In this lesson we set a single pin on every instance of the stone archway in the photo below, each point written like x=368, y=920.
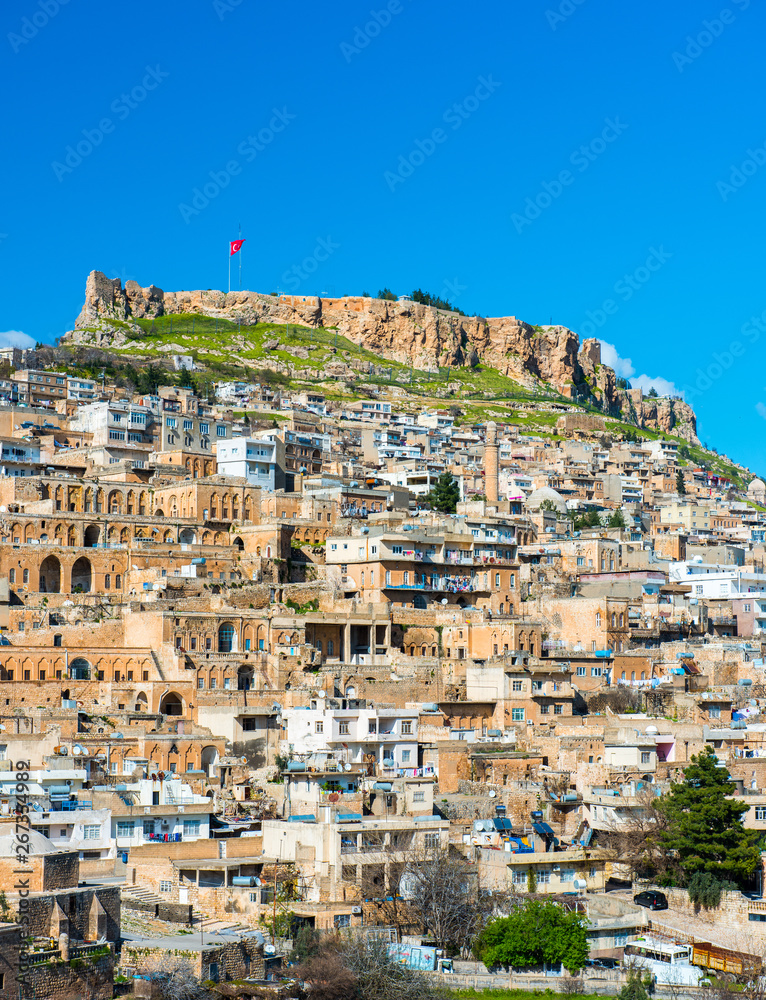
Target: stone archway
x=172, y=704
x=209, y=761
x=92, y=535
x=50, y=576
x=82, y=576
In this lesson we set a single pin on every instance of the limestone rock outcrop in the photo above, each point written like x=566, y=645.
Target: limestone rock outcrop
x=403, y=331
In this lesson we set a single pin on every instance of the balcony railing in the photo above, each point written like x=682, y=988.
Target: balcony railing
x=445, y=585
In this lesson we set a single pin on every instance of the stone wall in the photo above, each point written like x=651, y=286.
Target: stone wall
x=82, y=976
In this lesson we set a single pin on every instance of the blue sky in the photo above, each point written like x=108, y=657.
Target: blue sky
x=596, y=164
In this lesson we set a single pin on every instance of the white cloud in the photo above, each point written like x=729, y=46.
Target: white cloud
x=609, y=356
x=15, y=338
x=660, y=385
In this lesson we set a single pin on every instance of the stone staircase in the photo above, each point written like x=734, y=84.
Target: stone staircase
x=211, y=927
x=139, y=893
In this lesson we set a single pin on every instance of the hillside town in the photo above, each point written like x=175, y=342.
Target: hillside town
x=264, y=649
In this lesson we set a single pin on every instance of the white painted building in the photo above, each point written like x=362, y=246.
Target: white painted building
x=253, y=459
x=390, y=735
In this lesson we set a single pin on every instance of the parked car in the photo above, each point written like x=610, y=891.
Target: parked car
x=652, y=899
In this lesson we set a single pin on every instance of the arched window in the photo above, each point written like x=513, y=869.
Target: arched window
x=79, y=669
x=226, y=638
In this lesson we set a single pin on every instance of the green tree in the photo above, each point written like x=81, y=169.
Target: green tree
x=705, y=831
x=637, y=986
x=535, y=933
x=445, y=493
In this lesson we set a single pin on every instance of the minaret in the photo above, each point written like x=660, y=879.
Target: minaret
x=491, y=463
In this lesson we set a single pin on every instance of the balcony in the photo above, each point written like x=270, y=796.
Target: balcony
x=448, y=585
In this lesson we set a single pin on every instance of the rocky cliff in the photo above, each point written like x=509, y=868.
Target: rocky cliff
x=403, y=331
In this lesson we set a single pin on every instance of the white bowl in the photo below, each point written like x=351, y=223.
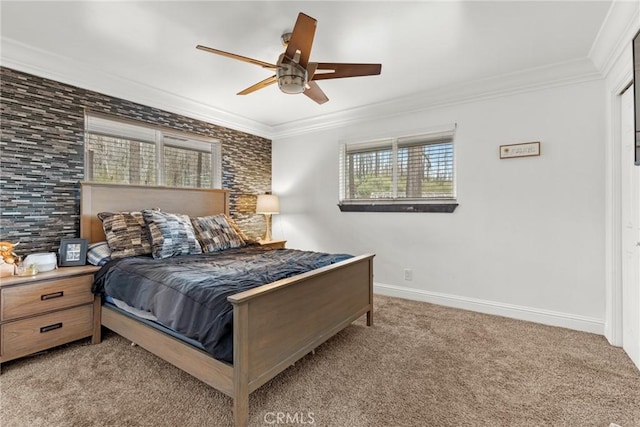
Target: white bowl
x=44, y=261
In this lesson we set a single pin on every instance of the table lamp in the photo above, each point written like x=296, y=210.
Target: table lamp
x=267, y=205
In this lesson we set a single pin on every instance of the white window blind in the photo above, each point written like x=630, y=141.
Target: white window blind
x=122, y=152
x=415, y=168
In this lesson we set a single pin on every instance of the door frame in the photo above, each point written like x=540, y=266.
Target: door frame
x=613, y=210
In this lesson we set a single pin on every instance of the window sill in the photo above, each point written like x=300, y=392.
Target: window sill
x=399, y=207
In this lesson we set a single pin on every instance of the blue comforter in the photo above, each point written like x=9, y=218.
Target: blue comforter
x=189, y=293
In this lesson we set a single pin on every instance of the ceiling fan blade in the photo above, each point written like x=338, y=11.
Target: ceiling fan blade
x=238, y=57
x=330, y=70
x=314, y=92
x=302, y=39
x=266, y=82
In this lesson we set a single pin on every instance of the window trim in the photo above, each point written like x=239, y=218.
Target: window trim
x=395, y=204
x=107, y=125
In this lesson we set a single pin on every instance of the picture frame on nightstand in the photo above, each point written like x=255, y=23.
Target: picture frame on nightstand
x=73, y=252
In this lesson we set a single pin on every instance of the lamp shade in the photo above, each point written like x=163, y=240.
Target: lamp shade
x=267, y=204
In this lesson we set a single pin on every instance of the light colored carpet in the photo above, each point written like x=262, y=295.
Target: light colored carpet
x=419, y=365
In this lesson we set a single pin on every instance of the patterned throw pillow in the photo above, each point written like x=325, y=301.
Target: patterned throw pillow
x=237, y=229
x=215, y=234
x=126, y=233
x=171, y=234
x=99, y=253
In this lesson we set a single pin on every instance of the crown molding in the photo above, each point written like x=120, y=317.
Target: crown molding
x=538, y=78
x=617, y=30
x=26, y=58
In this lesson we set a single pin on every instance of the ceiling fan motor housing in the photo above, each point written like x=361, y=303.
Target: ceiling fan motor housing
x=292, y=78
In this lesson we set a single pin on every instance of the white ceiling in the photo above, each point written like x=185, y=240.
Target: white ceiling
x=145, y=51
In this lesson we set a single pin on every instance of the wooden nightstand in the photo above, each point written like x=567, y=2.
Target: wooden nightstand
x=46, y=310
x=274, y=244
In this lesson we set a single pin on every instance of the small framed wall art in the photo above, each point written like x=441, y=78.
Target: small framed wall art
x=73, y=252
x=526, y=149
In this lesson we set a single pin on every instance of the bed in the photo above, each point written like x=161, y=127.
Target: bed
x=306, y=309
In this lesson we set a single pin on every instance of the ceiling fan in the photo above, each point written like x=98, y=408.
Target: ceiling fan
x=294, y=73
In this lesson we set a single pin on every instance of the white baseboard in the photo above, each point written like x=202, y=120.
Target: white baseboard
x=546, y=317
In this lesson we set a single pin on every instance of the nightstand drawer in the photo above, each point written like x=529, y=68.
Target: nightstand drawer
x=30, y=335
x=36, y=298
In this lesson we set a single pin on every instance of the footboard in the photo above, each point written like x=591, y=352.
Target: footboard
x=277, y=324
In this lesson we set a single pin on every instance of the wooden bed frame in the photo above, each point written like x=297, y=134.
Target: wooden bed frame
x=273, y=325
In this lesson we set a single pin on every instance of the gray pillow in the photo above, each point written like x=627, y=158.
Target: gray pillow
x=215, y=233
x=171, y=234
x=126, y=233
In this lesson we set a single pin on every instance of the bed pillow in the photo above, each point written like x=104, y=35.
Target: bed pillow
x=246, y=239
x=126, y=233
x=171, y=234
x=99, y=253
x=215, y=234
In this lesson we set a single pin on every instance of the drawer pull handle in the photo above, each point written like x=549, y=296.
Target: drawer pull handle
x=52, y=296
x=50, y=327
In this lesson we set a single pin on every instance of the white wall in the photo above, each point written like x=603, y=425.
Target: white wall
x=527, y=238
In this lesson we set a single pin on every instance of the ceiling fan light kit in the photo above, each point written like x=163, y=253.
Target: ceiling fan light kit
x=294, y=73
x=291, y=78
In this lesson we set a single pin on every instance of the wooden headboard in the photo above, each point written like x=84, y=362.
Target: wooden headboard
x=97, y=197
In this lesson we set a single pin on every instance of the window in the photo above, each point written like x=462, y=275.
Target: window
x=123, y=152
x=409, y=173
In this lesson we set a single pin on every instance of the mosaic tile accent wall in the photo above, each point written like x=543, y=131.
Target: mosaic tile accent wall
x=42, y=158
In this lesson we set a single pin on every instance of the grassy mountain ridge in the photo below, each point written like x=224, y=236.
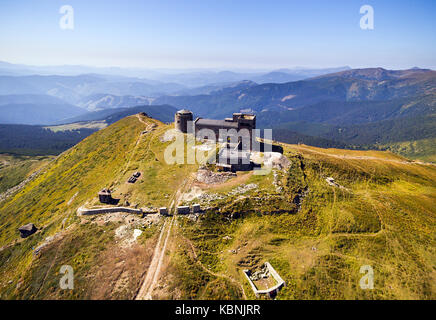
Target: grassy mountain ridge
x=383, y=215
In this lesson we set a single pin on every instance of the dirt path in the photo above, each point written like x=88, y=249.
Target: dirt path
x=144, y=292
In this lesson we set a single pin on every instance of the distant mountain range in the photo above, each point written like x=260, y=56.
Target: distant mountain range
x=43, y=140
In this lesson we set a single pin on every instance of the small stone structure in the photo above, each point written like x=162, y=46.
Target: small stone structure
x=163, y=211
x=241, y=125
x=234, y=160
x=105, y=196
x=269, y=272
x=134, y=177
x=183, y=210
x=27, y=230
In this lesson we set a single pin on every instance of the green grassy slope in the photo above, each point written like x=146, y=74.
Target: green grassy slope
x=384, y=218
x=15, y=169
x=105, y=159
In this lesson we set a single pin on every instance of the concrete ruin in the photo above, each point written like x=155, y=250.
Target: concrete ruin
x=239, y=128
x=266, y=272
x=89, y=212
x=27, y=230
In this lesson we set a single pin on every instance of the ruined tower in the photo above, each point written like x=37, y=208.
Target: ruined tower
x=181, y=120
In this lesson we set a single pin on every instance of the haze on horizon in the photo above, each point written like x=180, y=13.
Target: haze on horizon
x=234, y=35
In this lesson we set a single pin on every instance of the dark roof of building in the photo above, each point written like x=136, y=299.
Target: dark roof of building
x=217, y=123
x=184, y=111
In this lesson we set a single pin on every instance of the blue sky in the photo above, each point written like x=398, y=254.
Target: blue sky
x=219, y=34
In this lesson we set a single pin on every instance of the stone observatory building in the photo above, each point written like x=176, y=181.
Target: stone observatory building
x=181, y=120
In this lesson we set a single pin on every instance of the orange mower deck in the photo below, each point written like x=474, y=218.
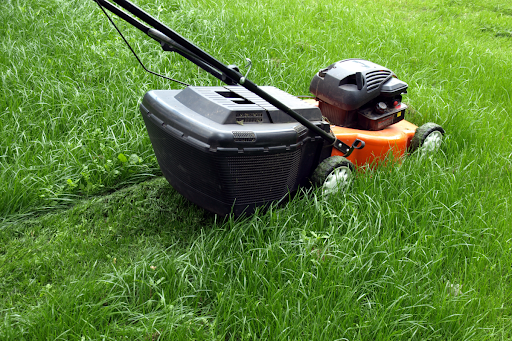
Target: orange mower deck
x=395, y=139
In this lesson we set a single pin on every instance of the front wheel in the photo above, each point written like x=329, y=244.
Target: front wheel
x=427, y=138
x=333, y=175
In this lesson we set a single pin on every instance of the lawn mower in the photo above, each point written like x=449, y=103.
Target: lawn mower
x=233, y=148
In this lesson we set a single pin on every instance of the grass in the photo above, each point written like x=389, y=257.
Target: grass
x=94, y=245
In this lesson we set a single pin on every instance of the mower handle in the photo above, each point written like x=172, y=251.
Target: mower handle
x=229, y=75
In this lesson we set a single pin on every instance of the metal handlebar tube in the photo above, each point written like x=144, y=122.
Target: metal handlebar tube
x=214, y=67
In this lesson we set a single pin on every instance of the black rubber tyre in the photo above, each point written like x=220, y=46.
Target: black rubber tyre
x=431, y=133
x=333, y=174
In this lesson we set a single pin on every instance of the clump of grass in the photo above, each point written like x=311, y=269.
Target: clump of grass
x=416, y=249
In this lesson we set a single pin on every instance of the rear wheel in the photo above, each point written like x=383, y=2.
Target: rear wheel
x=333, y=175
x=427, y=138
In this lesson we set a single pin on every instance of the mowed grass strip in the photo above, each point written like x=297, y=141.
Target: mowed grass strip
x=70, y=87
x=419, y=249
x=404, y=254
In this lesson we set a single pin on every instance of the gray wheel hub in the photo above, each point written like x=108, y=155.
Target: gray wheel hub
x=432, y=142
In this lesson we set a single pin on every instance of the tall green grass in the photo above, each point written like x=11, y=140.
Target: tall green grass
x=415, y=250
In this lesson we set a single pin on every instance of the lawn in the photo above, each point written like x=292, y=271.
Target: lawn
x=95, y=244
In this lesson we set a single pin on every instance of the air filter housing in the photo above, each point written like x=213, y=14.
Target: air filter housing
x=360, y=94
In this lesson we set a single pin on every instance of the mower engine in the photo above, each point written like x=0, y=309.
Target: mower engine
x=357, y=93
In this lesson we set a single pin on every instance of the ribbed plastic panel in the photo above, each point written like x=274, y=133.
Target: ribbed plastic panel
x=250, y=179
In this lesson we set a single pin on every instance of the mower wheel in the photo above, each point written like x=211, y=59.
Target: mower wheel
x=333, y=174
x=427, y=138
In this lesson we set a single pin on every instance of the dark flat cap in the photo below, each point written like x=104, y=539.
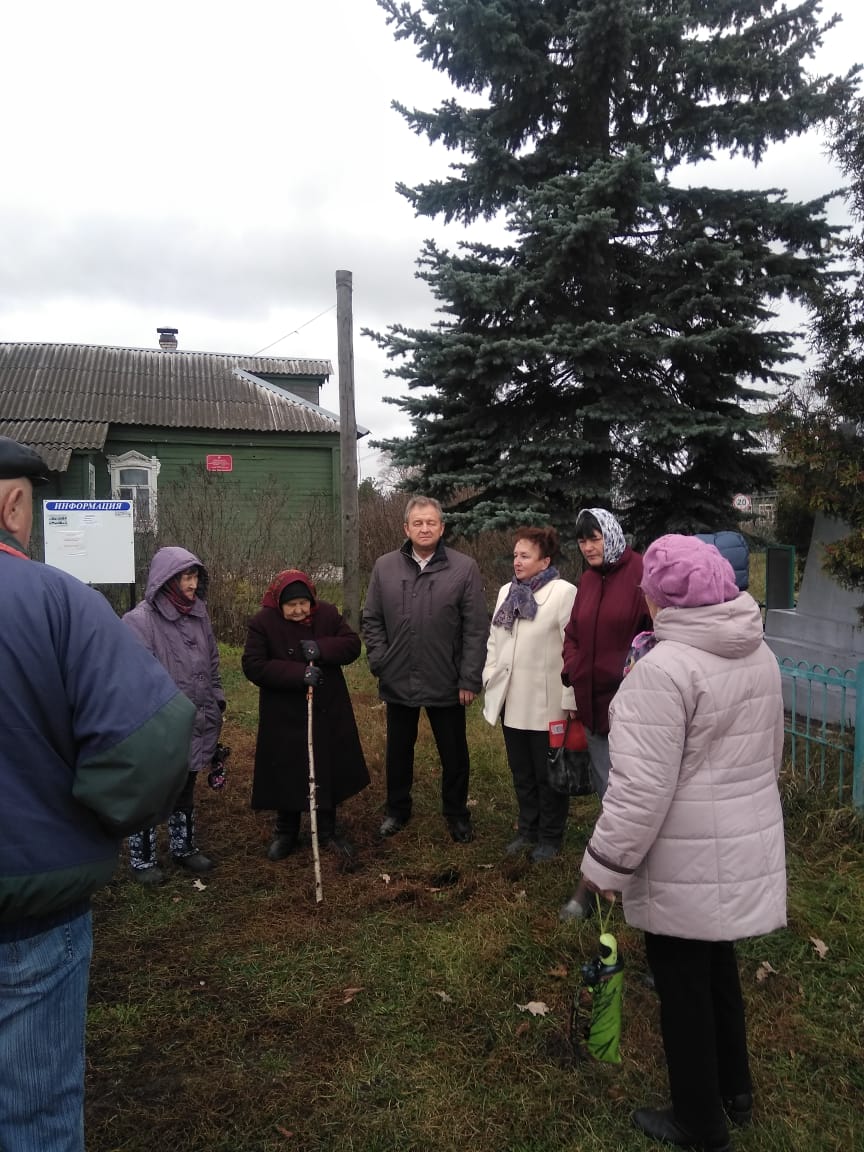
————
WRITTEN REQUEST |
Transcribe the lines above from the first one through the line holding "x=82, y=976", both ends included, and leave the pictures out of your answer.

EXERCISE SOLUTION |
In this lesson we set a single pin on every instance of the stone archway in the photo below, each point written like x=368, y=920.
Target: stone archway
x=172, y=704
x=209, y=761
x=92, y=535
x=50, y=576
x=82, y=576
In this lesson we set a single pin on every instance of the limestone rock outcrop in the photo above, each point written like x=566, y=645.
Target: limestone rock outcrop
x=403, y=331
In this lesson we set a single pin on every instance of the balcony railing in the photo above, each point written like x=682, y=988.
Target: balcony railing
x=445, y=585
In this lesson we set a single pin on every instance of the stone wall in the photo above, each point written like x=651, y=286.
Target: stone wall
x=82, y=976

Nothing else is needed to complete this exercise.